Dataset records ->

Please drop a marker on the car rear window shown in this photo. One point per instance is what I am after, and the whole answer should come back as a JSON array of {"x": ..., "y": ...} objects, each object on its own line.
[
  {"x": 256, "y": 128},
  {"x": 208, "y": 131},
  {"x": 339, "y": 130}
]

Problem details -> Rewrite the rows with "rear windshield" in place of "car rear window", keeping everything else the same.

Result below ->
Please drop a marker on the rear windshield shown in this photo. One point per instance is what I am after, and the whole answer should come back as a JSON array of {"x": ..., "y": ...} objects, each object on its own line.
[
  {"x": 256, "y": 128},
  {"x": 208, "y": 131},
  {"x": 339, "y": 130}
]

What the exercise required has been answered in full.